◆ TASKS TO COMPLETE
a. Return verbatim the passage of the text on the death penalty, starting with "Execution is a" and going on through "to mental anguish.".
b. State how many lines of the rows contain the string "yellow", counting only matches with the same capitalization. Reply with the number alone.

--- start of SELECTED EXCERPT ---

Anti-Death Penalty Arguments
Those opposed to the death penalty have raised some incontrovertible arguments over the state-sanctioned executions. The most significant argument involves virtual probability that genuinely innocent people can face execution and that there exists no way that they can be compensated for such an injustice. In criminal proceedings, manslaughter and murder are often differentiated from each other, because the latter involves aforethought malice. However, the skills of the prosecution or the defense team of lawyers can sway judgments from the original truth, hanging a man for sins that he had no aforethought malice over.
Execution is a mentally taxing affair, and the problem affects their innocent families and friends as well as the person to be executed, especially the period leading up to the execution of the individual. A humane method of killing another person does not exist irrespective of the state of the person, at least, yet this fact is debatable. Every other form of execution is not only a physical torture but leads to mental anguish.
The death penalty has been opposed because it naturally goes against a principle and just and fair punishment, and promotes unusual and cruel punishment (Rae 256). Moreover, the death penalty in advanced nations such as the United States that uphold the rule of law, it contradicts the basic tenets of equal protection under their laws and the due processes of the law. The death penalty is often a premeditated ceremony, sanctioned by the state in the name of the people, and hence, such a prerogative of the state in determining the death of an individual is rejected by the abolitionists. Capital punishment has been described by the abolitionists as an intolerable denial of civil liberties, and it conflicts with the basic tenets of a democratic system, prevalent all over the world. Moreover, they justify the call for the abolition of death penalty, describing the act as uncivilized not only in theory but also unfair in practice.
Alternatives to the Death Penalty
Punishment must be fair, adequate, just and merit the crime committed while at the same time it must an enforceable one. The other possible option to the death sentence appears to be the life imprisonment, and for offenses such as first-degree murder, the sentence seems utterly pointless and expensive. This is not a mosaic call that demands an eye for an eye, rather murder, malice aforethought killing, should be met with the most dreaded act of all, and that is death. However, this should be contingent upon a due process that is open and conclusive. That is justice, an equal yet relevant form of justice. Moreover, this only means that the victims family and loved once can feel the taste of justice. There is no use of locking an individual in prison for life without parole, it serves no purpose, there are reports that have shown prisoners demanding the execution of life sentences, as in itself it amounts to death daily. It seems a far much worse punishment than the death penalty. It is obvious that death incapacitates an individual permanently and blocks an individual from committing other offenses. It has always been reported that people imprisoned in maximum-security prisons escaping and moving back into the society and committing even further heinous crimes in the society. Moreover, it is not a guarantee that such individuals shall be imprisoned forever; the government might one day wake up and release such ling term prisoners.

--- end of SELECTED EXCERPT ---
--- start of DATA ---

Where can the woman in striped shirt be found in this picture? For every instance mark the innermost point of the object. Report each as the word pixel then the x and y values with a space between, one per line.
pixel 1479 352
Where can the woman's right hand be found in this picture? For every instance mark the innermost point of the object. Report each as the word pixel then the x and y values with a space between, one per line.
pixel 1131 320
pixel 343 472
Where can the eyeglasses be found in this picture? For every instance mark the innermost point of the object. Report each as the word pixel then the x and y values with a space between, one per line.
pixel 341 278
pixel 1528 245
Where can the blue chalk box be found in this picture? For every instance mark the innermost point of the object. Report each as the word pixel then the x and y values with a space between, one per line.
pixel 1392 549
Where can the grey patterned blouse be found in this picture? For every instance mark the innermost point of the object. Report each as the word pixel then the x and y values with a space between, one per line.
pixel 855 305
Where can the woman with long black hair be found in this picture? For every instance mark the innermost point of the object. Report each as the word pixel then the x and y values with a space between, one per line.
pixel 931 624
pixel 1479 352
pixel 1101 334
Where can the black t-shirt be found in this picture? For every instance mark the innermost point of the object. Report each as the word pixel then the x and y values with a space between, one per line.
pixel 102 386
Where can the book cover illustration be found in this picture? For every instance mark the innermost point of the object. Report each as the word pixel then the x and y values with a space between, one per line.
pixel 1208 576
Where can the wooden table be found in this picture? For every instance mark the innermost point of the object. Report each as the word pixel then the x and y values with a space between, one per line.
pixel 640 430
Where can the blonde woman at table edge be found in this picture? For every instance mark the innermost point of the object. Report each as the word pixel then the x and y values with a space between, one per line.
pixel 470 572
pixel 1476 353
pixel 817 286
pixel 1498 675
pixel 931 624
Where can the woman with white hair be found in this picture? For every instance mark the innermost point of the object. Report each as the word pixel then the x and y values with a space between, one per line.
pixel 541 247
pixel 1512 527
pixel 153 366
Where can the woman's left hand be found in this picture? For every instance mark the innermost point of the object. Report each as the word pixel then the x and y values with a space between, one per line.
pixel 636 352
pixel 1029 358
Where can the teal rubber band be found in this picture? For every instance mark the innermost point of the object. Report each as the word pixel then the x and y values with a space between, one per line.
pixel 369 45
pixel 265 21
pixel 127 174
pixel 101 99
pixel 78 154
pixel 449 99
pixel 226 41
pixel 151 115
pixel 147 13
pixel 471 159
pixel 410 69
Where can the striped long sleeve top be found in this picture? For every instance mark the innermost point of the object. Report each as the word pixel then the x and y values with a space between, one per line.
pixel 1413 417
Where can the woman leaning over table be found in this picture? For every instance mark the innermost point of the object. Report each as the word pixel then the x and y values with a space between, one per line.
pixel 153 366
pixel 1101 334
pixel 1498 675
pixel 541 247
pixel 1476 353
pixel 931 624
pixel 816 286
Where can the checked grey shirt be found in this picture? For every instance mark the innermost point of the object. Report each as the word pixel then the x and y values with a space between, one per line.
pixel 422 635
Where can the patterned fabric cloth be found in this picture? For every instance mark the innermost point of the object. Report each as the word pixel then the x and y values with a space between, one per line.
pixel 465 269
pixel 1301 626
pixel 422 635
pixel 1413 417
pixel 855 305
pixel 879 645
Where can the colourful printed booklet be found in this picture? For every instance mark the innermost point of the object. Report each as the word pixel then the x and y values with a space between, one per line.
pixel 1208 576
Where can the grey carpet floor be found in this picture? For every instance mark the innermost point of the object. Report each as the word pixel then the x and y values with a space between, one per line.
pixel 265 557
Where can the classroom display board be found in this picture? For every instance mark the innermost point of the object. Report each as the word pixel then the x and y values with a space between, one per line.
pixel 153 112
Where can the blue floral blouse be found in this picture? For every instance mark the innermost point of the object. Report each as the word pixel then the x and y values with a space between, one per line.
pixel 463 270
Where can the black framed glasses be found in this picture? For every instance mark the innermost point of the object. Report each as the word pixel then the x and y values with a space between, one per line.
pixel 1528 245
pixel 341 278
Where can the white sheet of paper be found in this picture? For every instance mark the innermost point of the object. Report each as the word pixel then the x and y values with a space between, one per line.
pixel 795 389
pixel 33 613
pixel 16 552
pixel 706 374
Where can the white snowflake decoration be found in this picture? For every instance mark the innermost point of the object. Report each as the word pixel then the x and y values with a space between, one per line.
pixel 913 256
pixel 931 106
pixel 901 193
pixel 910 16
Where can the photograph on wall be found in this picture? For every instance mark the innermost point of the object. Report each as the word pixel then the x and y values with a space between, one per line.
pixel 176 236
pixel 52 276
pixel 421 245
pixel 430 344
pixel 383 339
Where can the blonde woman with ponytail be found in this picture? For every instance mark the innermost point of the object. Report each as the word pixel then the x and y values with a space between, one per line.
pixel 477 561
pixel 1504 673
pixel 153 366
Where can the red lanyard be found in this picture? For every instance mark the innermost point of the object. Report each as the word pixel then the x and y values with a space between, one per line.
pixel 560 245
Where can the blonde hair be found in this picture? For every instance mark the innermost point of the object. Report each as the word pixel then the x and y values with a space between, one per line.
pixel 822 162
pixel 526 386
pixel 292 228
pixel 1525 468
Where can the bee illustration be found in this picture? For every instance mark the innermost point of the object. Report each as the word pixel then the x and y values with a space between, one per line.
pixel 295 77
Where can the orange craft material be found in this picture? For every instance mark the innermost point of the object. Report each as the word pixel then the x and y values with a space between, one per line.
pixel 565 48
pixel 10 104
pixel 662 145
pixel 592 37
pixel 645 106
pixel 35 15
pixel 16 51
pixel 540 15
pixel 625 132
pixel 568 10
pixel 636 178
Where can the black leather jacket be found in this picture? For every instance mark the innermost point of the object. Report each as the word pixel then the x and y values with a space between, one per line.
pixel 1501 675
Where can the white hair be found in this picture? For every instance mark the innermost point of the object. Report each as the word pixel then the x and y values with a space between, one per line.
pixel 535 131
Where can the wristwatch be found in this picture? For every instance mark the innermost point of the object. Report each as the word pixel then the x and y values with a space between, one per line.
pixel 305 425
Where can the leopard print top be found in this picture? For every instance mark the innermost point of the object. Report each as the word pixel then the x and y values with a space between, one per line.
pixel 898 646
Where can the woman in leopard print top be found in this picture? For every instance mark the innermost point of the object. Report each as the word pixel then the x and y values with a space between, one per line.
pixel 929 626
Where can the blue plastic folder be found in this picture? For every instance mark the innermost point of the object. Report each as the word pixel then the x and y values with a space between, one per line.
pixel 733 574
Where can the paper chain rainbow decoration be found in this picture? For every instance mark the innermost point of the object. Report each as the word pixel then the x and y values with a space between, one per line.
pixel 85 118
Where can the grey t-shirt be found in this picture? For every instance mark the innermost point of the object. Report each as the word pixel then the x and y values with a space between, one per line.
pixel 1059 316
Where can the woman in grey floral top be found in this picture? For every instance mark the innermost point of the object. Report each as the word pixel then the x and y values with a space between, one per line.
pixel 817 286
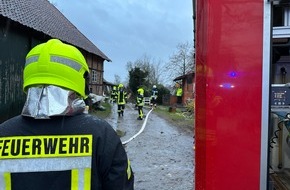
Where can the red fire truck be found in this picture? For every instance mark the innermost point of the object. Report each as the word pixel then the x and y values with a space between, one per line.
pixel 242 94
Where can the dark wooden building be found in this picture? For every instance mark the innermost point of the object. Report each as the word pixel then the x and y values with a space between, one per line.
pixel 23 25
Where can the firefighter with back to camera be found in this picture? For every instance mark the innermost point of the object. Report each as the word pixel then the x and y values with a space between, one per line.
pixel 53 144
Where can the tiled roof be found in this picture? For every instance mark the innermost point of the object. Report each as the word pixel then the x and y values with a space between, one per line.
pixel 44 17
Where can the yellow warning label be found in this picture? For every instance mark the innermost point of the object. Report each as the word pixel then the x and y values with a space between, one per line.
pixel 45 146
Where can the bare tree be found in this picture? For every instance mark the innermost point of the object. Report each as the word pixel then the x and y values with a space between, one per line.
pixel 182 61
pixel 117 79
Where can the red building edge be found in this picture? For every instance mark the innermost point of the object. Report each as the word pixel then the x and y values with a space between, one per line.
pixel 232 94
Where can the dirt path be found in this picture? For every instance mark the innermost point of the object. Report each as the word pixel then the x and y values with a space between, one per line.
pixel 161 156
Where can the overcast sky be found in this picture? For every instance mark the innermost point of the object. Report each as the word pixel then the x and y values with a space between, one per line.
pixel 126 30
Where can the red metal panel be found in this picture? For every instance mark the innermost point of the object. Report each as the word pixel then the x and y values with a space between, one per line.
pixel 228 94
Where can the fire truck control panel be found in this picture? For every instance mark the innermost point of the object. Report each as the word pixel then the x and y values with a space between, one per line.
pixel 279 126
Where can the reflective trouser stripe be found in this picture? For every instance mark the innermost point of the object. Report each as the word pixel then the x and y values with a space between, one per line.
pixel 129 170
pixel 80 167
pixel 5 179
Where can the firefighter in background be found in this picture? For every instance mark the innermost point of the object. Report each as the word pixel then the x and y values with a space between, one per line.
pixel 113 95
pixel 153 98
pixel 83 151
pixel 179 93
pixel 121 99
pixel 140 103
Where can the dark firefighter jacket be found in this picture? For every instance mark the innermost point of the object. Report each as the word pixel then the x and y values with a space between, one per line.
pixel 57 154
pixel 122 97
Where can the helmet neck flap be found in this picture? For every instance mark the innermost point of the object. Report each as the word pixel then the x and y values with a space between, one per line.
pixel 45 101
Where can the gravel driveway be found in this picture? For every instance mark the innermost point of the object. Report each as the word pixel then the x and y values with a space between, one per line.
pixel 161 156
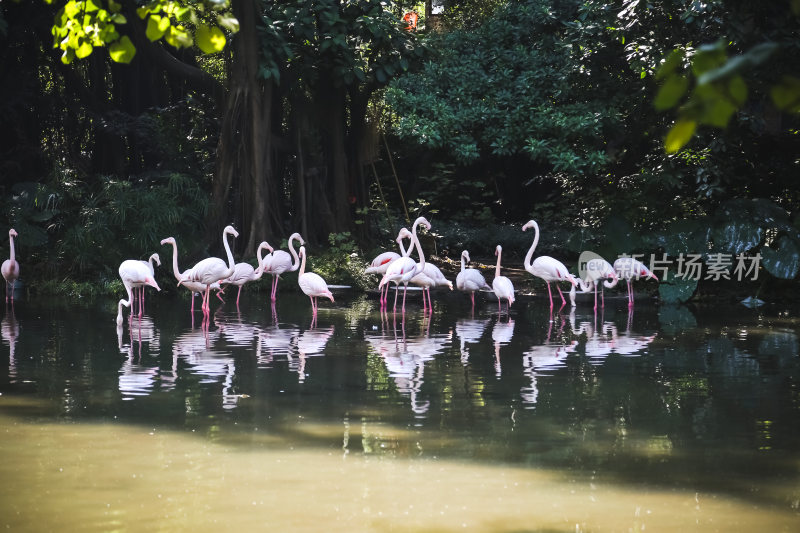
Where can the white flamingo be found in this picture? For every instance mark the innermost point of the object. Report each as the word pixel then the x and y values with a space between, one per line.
pixel 430 276
pixel 470 279
pixel 193 286
pixel 379 265
pixel 629 269
pixel 312 284
pixel 245 273
pixel 212 269
pixel 10 268
pixel 279 262
pixel 133 274
pixel 501 285
pixel 545 267
pixel 403 269
pixel 597 270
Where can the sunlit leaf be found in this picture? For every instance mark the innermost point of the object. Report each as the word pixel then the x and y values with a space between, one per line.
pixel 156 26
pixel 229 22
pixel 670 92
pixel 84 50
pixel 210 39
pixel 122 51
pixel 679 135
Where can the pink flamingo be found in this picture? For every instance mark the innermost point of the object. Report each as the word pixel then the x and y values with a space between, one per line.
pixel 279 262
pixel 501 285
pixel 403 269
pixel 547 268
pixel 134 273
pixel 470 279
pixel 211 269
pixel 10 268
pixel 598 270
pixel 430 276
pixel 312 284
pixel 193 286
pixel 380 264
pixel 149 264
pixel 245 273
pixel 629 269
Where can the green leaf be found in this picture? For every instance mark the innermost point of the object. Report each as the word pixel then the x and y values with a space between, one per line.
pixel 737 236
pixel 122 51
pixel 156 27
pixel 229 22
pixel 677 291
pixel 671 92
pixel 784 261
pixel 786 94
pixel 210 39
pixel 679 135
pixel 84 50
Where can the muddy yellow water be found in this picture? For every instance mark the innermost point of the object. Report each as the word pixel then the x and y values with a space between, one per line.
pixel 115 477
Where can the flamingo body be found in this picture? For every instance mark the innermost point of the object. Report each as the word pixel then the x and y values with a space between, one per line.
pixel 10 267
pixel 630 269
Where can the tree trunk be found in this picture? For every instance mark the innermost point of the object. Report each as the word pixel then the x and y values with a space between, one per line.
pixel 244 152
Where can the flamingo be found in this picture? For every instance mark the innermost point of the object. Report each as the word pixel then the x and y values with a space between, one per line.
pixel 134 273
pixel 193 286
pixel 598 270
pixel 403 269
pixel 470 279
pixel 312 284
pixel 244 272
pixel 629 269
pixel 545 267
pixel 430 276
pixel 149 264
pixel 212 269
pixel 279 262
pixel 501 285
pixel 381 263
pixel 10 268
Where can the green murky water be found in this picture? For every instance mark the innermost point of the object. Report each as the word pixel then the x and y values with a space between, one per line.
pixel 661 419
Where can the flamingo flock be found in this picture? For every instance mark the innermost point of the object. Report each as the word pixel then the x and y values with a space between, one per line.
pixel 214 273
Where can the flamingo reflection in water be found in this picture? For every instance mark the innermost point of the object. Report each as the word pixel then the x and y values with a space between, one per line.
pixel 308 343
pixel 502 334
pixel 544 359
pixel 135 378
pixel 205 359
pixel 470 331
pixel 10 331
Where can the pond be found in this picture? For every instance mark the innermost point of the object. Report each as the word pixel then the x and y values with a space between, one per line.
pixel 661 419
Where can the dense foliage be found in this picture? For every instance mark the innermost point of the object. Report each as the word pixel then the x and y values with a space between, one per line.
pixel 623 126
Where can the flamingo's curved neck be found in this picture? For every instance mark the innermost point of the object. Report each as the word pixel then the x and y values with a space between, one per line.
pixel 415 241
pixel 175 270
pixel 403 250
pixel 296 261
pixel 529 255
pixel 303 264
pixel 231 264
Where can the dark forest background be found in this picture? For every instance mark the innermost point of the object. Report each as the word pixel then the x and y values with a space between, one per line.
pixel 668 126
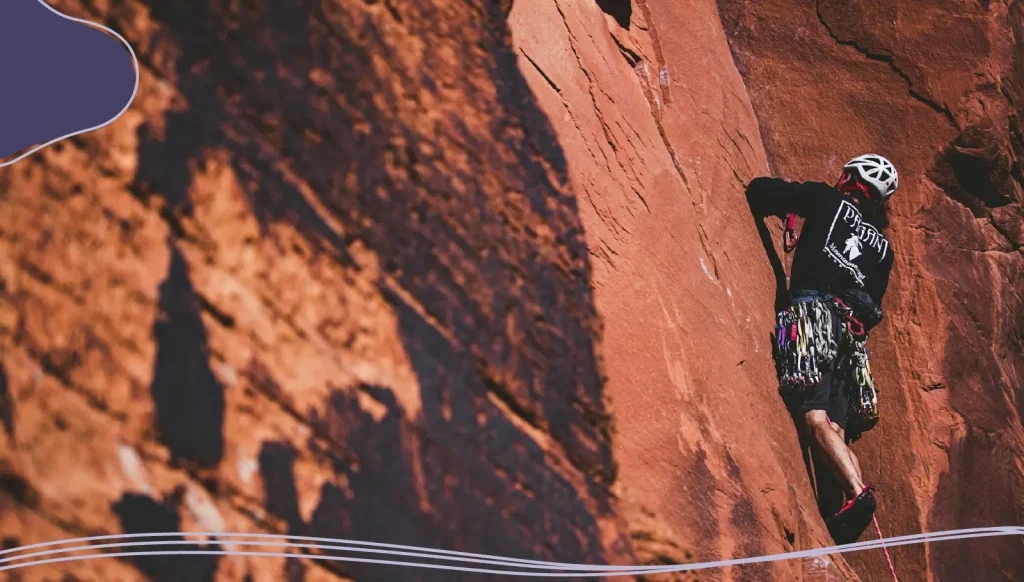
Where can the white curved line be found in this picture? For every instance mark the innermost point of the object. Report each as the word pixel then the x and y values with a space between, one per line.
pixel 110 121
pixel 588 571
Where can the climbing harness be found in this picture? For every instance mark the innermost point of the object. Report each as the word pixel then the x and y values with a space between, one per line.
pixel 805 344
pixel 808 341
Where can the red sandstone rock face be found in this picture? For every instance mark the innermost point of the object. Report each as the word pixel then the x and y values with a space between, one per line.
pixel 483 278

--- end of DATA ---

◆ RESPONSES BY TASK
a.
Execution is a mentally taxing affair, and the problem affects their innocent families and friends as well as the person to be executed, especially the period leading up to the execution of the individual. A humane method of killing another person does not exist irrespective of the state of the person, at least, yet this fact is debatable. Every other form of execution is not only a physical torture but leads to mental anguish.

b. 2